### THE EXERCISE
Collect every line of the listing below that contains the word "black" and copy each one in full.

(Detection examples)
============
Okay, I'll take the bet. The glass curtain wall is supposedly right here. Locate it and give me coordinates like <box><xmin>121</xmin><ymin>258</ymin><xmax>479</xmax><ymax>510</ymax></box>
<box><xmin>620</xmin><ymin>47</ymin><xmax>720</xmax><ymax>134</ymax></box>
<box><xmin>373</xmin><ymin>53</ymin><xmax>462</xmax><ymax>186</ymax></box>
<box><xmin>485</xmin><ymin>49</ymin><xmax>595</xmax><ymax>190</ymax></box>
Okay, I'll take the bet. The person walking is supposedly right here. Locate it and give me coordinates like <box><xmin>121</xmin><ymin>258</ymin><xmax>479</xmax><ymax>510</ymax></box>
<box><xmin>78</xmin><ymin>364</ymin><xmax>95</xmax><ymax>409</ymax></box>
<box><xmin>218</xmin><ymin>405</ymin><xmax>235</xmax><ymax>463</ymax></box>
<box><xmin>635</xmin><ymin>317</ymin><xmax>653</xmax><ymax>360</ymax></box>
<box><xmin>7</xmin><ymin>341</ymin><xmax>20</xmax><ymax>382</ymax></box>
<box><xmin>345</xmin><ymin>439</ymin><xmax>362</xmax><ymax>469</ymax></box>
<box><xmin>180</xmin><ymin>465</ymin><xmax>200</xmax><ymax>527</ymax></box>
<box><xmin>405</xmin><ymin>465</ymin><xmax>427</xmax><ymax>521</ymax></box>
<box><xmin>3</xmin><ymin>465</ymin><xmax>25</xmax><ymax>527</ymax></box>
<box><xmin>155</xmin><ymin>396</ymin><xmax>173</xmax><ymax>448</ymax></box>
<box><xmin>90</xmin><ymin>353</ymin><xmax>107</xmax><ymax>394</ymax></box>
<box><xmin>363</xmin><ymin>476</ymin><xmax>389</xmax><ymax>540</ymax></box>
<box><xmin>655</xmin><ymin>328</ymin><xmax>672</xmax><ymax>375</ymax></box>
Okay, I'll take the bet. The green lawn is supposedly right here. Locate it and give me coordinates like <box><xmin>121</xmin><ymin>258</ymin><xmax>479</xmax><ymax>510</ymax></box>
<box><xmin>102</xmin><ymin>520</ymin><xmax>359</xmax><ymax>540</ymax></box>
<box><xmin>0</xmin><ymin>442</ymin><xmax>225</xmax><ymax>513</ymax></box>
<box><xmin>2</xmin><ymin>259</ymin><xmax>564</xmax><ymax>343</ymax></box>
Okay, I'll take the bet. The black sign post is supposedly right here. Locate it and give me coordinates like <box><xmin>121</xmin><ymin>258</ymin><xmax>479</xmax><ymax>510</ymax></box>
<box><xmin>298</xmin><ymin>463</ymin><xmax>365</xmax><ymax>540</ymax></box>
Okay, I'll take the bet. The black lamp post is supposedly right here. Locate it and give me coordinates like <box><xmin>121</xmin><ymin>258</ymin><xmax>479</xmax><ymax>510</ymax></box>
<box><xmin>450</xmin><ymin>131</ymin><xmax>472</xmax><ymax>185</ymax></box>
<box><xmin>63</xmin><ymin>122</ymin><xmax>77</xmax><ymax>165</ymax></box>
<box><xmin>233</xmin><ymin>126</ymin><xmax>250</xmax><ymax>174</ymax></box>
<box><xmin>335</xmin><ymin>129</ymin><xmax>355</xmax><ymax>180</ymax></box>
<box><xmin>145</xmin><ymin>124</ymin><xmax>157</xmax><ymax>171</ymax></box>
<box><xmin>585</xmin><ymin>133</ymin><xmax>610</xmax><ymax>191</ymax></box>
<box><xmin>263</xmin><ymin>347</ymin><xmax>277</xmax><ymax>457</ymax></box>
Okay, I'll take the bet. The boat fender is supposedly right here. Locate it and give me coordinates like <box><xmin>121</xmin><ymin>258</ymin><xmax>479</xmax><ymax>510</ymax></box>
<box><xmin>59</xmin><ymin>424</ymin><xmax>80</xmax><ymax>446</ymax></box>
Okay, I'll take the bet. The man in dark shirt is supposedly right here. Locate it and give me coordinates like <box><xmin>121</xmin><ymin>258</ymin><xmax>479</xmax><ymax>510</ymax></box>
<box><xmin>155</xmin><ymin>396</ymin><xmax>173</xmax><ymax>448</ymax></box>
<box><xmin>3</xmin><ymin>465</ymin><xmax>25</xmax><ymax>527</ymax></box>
============
### FULL SOLUTION
Okay, I'll take the bet. The black sign post is supposedly right here. Locate it and give me coordinates like <box><xmin>121</xmin><ymin>258</ymin><xmax>479</xmax><ymax>510</ymax></box>
Okay, I'll take the bet. The black lamp post is supposedly right here. Locate it and give me coordinates like <box><xmin>121</xmin><ymin>258</ymin><xmax>479</xmax><ymax>510</ymax></box>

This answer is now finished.